So that nothing is lost, write out all the lines below exactly.

- SUPPLIED DATA
----
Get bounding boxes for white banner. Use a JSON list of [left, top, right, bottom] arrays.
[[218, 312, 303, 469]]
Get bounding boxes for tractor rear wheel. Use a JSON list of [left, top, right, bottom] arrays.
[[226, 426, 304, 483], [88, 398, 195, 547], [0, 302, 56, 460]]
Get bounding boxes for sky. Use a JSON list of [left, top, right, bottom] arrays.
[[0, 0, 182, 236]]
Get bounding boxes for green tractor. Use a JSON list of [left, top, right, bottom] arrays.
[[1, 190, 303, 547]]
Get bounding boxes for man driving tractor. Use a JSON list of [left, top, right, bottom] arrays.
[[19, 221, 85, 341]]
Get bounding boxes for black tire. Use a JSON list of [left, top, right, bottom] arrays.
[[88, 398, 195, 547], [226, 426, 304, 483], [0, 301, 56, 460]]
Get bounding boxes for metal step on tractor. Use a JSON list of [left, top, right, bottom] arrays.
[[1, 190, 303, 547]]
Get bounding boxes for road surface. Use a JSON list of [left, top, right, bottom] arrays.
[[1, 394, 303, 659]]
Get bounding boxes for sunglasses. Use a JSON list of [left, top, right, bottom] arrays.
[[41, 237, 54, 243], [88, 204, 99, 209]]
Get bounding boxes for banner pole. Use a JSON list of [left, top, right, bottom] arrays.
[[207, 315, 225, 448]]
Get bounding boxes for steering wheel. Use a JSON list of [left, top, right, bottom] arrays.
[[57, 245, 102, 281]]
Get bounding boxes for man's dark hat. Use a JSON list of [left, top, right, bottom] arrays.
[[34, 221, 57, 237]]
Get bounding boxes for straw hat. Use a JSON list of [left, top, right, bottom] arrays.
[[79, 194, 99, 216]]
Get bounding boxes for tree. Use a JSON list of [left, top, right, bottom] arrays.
----
- RESULT OF THE TASK
Get bounding boxes for white banner. Use a JSON list of [left, top, right, bottom] arrays.
[[218, 312, 303, 469]]
Get bounding boxes for tractor rear wheel. Use a JSON list of [left, top, right, bottom] arrays.
[[226, 426, 304, 483], [88, 398, 195, 547], [0, 302, 56, 460]]
Get bounding boxes for sky. Use a JSON list of [left, top, right, bottom] arrays.
[[0, 0, 182, 236]]
Get bounding boxes for green tractor. Use a JSON list of [left, top, right, bottom] arrays.
[[1, 190, 303, 547]]
Get bounding boxes for man driving tractor. Use a JSON list of [left, top, right, bottom] arrays.
[[19, 221, 85, 341]]
Get bounding boxes for black tire. Use a JSON list of [left, top, right, bottom] arrays.
[[88, 398, 195, 547], [226, 426, 304, 483], [0, 301, 56, 460]]
Get bounding boxes for metal step on tractor. Use a JSON list of [left, top, right, bottom] arrays.
[[1, 190, 303, 547]]
Get bounding boxes for road surface. Use a JSON list of [left, top, right, bottom] arrays.
[[1, 394, 303, 659]]
Get bounding boxes for sunglasses. Use a JSON list of [left, top, right, bottom] arrays.
[[41, 237, 54, 243], [88, 204, 99, 209]]
Get bounding boxes for banner pole. Use a JSON list of [left, top, right, bottom] arrays.
[[207, 315, 225, 448]]
Get bounding boxes for steering wheel. Use a JSON list of [left, top, right, bottom] arrays.
[[57, 245, 102, 281]]
Get bounding boxes for man's dark hat. Use a JSON list of [left, top, right, bottom] arrays.
[[34, 221, 57, 237]]
Get bounding boxes for straw hat. Use a JSON list of [left, top, right, bottom] arrays.
[[79, 194, 99, 216]]
Get bounding boxes for tree. Use a JSON list of [left, top, right, bottom] arrays.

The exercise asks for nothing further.